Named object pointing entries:

┄┄┄┄┄┄┄┄┄┄┄┄┄┄┄┄┄┄┄┄

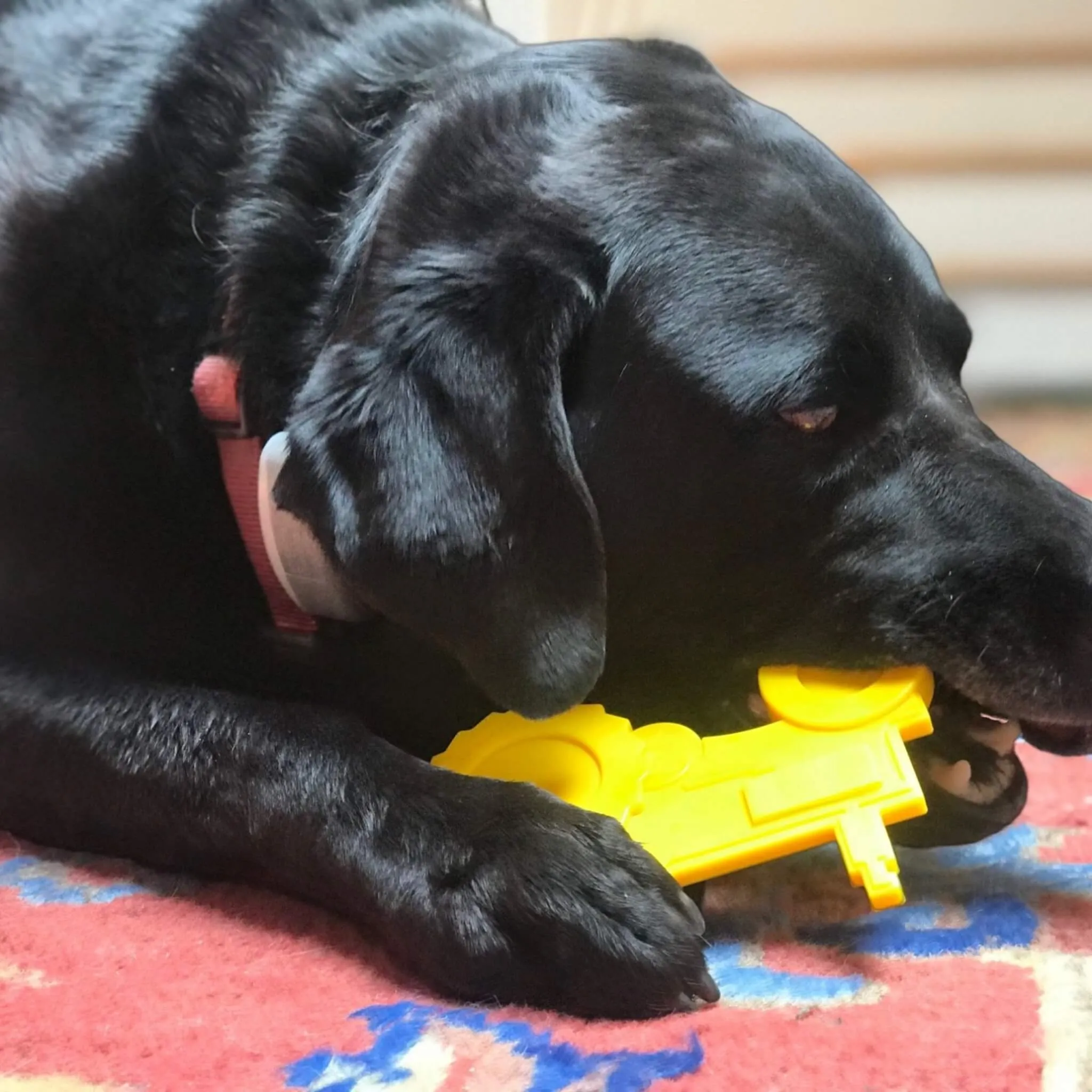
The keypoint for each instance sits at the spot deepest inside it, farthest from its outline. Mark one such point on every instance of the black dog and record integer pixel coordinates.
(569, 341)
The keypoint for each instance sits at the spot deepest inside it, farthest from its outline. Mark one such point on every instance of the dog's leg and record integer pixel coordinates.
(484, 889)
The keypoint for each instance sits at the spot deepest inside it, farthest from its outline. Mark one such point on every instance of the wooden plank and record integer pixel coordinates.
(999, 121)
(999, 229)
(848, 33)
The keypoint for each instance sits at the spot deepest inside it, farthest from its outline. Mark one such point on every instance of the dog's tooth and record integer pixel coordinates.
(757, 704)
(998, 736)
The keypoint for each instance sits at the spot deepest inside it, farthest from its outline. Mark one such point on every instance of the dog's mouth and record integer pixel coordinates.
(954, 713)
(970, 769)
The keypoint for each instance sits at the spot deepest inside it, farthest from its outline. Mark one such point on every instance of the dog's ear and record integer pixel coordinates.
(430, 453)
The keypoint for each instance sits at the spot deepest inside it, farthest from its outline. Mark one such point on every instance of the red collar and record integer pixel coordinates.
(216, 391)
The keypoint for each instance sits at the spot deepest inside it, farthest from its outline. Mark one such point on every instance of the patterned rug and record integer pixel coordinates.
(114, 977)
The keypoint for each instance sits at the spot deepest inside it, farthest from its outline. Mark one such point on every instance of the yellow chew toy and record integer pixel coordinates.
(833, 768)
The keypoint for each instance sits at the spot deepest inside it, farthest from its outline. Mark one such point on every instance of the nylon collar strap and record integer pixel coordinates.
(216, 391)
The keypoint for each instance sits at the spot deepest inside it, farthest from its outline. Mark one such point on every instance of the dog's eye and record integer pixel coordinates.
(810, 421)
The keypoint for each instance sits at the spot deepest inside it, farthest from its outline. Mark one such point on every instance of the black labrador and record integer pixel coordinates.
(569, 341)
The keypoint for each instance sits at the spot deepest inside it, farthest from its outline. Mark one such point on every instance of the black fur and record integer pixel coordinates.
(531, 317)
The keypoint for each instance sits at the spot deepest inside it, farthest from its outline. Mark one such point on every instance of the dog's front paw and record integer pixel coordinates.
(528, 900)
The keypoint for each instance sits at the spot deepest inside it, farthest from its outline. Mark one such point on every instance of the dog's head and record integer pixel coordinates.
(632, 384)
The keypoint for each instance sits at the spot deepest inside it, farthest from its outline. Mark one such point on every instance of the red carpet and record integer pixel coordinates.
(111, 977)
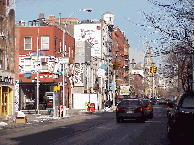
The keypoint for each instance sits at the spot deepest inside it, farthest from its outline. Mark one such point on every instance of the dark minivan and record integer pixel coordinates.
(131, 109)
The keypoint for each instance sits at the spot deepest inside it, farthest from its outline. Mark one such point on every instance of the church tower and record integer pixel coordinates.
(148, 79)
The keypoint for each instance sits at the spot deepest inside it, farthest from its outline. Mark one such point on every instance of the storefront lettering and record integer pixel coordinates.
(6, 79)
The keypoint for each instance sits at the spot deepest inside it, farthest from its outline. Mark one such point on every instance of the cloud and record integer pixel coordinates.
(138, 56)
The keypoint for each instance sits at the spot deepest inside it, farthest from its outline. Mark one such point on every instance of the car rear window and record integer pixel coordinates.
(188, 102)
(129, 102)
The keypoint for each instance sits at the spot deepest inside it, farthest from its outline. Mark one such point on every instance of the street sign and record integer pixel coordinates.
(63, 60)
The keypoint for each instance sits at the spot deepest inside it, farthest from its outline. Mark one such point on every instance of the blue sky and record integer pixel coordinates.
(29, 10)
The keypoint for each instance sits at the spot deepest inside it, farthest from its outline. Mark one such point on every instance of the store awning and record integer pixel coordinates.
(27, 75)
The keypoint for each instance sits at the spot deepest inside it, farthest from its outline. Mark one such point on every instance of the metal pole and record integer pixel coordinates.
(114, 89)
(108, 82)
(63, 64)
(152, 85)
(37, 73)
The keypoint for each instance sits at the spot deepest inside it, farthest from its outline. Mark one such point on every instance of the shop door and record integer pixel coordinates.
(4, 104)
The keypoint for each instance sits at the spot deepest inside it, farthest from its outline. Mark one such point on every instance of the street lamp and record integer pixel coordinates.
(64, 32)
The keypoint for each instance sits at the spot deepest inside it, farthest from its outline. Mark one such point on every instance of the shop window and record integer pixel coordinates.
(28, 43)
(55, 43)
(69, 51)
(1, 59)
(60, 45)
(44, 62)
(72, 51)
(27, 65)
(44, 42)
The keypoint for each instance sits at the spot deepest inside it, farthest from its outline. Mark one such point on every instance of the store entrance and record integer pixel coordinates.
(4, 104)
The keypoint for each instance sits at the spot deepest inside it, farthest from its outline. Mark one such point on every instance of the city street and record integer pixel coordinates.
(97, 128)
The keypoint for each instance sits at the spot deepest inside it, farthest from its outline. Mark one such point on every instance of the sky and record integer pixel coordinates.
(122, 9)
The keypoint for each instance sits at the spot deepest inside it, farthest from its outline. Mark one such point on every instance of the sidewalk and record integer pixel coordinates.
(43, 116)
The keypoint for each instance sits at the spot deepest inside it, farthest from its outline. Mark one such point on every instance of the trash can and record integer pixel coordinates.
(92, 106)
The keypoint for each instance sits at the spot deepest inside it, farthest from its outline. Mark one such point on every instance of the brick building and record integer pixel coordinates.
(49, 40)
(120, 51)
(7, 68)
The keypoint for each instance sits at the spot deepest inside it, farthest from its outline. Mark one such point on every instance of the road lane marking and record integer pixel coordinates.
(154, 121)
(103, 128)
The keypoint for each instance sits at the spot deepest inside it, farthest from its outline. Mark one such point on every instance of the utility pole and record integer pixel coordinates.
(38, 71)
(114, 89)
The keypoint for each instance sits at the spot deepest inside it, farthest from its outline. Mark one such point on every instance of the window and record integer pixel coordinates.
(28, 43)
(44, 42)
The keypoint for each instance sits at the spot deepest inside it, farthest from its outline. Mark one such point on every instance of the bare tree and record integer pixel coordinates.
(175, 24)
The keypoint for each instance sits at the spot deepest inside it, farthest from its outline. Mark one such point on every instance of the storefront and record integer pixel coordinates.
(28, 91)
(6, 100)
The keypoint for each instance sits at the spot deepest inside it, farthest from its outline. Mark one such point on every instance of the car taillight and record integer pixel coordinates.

┄┄┄┄┄┄┄┄┄┄┄┄┄┄┄┄┄┄┄┄

▶ [What is asked] Take the entries shown above and quote them verbatim, passing over the pictures.

▶ [Answer below]
The keypoint for each instance sits at the spot deepest inside it, farthest from its outline. Mark one such point on every instance of the black dog and record integer pixel coordinates.
(569, 341)
The keypoint for each instance sits at the spot deepest inside it, farthest from its outline. Mark one such point on every instance of the dog's leg and record integer pixel coordinates.
(484, 889)
The keypoint for each instance sits at the spot deepest inside it, farthest from its outline. Mark one such point on every instance of the wooden plank and record integer pixel coordinates.
(999, 121)
(999, 229)
(848, 33)
The keypoint for each instance sits at the spot deepest inside it, farthest from its outline. Mark one such point on every instance of the dog's tooth and record integer pixel coordinates.
(757, 704)
(998, 736)
The keypoint for each instance sits at the spot deepest inside it, farthest from its outline. Mark one such point on every instance of the dog's mouth and record integer pixel coordinates.
(954, 713)
(970, 769)
The keypoint for each instance sits at the spot deepest inside it, farthest from its outline. Mark one such point on every instance of the dog's ear and record integer pixel coordinates.
(430, 453)
The keypoint for each instance sits at the spot deepest inside it, farthest from its outline. Mark one such point on every instance of the red collar and record integer pixel coordinates.
(216, 391)
The keypoint for each instance sits at the spot deepest inside it, farthest from its outline. Mark one such point on every instance of the patterned rug and record integer pixel coordinates.
(114, 977)
The keypoint for each instance sits at the spot deepest inside it, farthest from its outline. Mark one such point on every instance of the yellow chew toy and record integer pixel coordinates.
(833, 768)
The keypoint for each instance sits at the spot deepest inside it, farthest from its outline. Mark one such point on every instance of the nylon collar strap and record integer pixel coordinates.
(216, 391)
The keypoint for each instance sits at the spot deepest inside it, farthest from its outline. Mark one such point on every instance of the dog's eye and record integer pixel coordinates.
(810, 421)
The keypoint for each instance sits at the spot deepest inside it, farthest from its outline. Mark one such point on every instance of the black labrador and record integer pixel coordinates.
(569, 341)
The keypoint for each instance sits at the spot deepest inside it, farthest from its outline. Mark one such point on every instance of the black fur and record integer pixel coordinates.
(531, 317)
The keypoint for each instance sits at the spot deepest inside it, farthest from its outline. Mark one such point on every instance of the dog's front paw and record integer pixel coordinates.
(528, 900)
The keypoint for each instance sits at the spot deepest inside it, farthest from its outline. Mark one such point on every instance of the dog's head and record integer pixel coordinates.
(632, 384)
The keypoint for each instance sits at the spot deepest inside it, farthest from its outline. Mark one such point on every instance of the red carpet and record integer pixel coordinates.
(111, 977)
The keypoint for each instance sits at the spot deepest inside it, farthest from its outline. Mark one such point on every instance of the dark minivan and record integer pixel coordinates.
(131, 109)
The keypoint for each instance sits at the spot deepest inside it, farthest from its outline. Mark one such point on every instance of the church tower and record integer pixel coordinates.
(148, 79)
The keypoint for each instance sits at the spot deepest inside it, farthest from its outline. Mark one such point on every instance of the storefront lettering and record integer pixel coordinates.
(6, 79)
The keypoint for each instance sits at the spot deepest inside it, farthest from its outline. Mark one such point on every instance of the cloud and record integer pixel coordinates.
(138, 56)
The keypoint for each instance sits at the spot deepest inside it, farthest from its outline. Mark one such point on every instance of the car rear window and record integer pixel coordinates.
(188, 102)
(129, 102)
The keypoint for each instance sits at the spot deepest inside it, farthest from its outline. Mark one such point on every instance of the street sign and record integer pixel coordinates.
(63, 60)
The keypoint for each instance sits at the spot deepest inside it, farthest from its outline. Mark one such point on every instance of the blue sky and record integer pixel coordinates.
(29, 10)
The keypoint for each instance sits at the spot deepest inside it, farthest from its outline. Mark one such point on every instance of the store awning and record integer pixel coordinates.
(27, 75)
The keypoint for each instance sits at the spot deepest inside it, farthest from its outline. Mark one such point on every instance of the metal pole and record integer pixel coordinates.
(114, 89)
(108, 82)
(63, 64)
(152, 85)
(37, 73)
The keypoint for each instance sits at the spot deepest inside it, farthest from its outline. Mark one such point on every instance of the shop door and record integer pixel coordinates.
(4, 104)
The keypoint for each instance sits at the spot deepest inside it, farthest from its outline. Mark one such point on every instance of the street lamp and record integer pixel coordinates.
(64, 32)
The keypoint for each instance sits at the spot deepest inside it, farthest from its outline. Mark one such point on every instance of the shop window and record integer pixel coordinates.
(28, 43)
(55, 43)
(69, 51)
(1, 59)
(60, 45)
(44, 62)
(72, 51)
(27, 65)
(44, 42)
The keypoint for each instance sits at the spot deepest inside it, farthest from its outline. Mark one such point on every instance of the store entrance and record integer pixel coordinates.
(4, 104)
The keypoint for each instance sits at the spot deepest inside it, farthest from its outline. Mark one such point on every instance of the city street and record integer pixel coordinates.
(97, 128)
The keypoint for each instance sits at the spot deepest inside it, farthest from its outline. Mark one such point on every instance of the sky and record integer pixel coordinates.
(122, 9)
The keypoint for each instance sits at the spot deepest inside it, farthest from its outline. Mark one such point on every instance of the sidewalk and record integer pixel coordinates.
(43, 116)
The keypoint for each instance sits at the spot deepest inside it, farthest from its outline. Mark one such point on every instance of the trash can and record integer pixel coordinates.
(92, 106)
The keypoint for each instance sits at the spot deepest inside it, farthest from its outline. Mark one such point on every instance of the brick building and record integer pixel coordinates.
(49, 40)
(120, 51)
(7, 68)
The keypoint for each instance sits at the spot deepest inside it, farthest from its outline. Mark one such point on every instance of the road lane marking and record integer pixel coordinates.
(154, 121)
(103, 128)
The keypoint for each instance sits at the spot deepest inside it, farthest from its outline. Mark one such point on every instance of the utility pole and record integer pixel coordinates.
(38, 71)
(114, 89)
The keypoint for each instance sits at the spot deepest inside it, farthest from its outline. Mark one such point on every instance of the window and record integer pixel coordinates.
(28, 43)
(44, 42)
The keypoint for each instance sits at the spot deepest inside it, farthest from its outline. Mark one such point on every instance of the bare tree and record integer pixel coordinates.
(175, 24)
The keypoint for each instance sits at the spot deepest inside it, farthest from its outline. Mark one such point on every instance of the storefront and record integer pixel coordinates.
(28, 91)
(6, 100)
The keypoint for each instance sits at the spot deepest inside it, farthest from its outline. Mark one such point on every instance of the car taillight and record integer pixel coordinates.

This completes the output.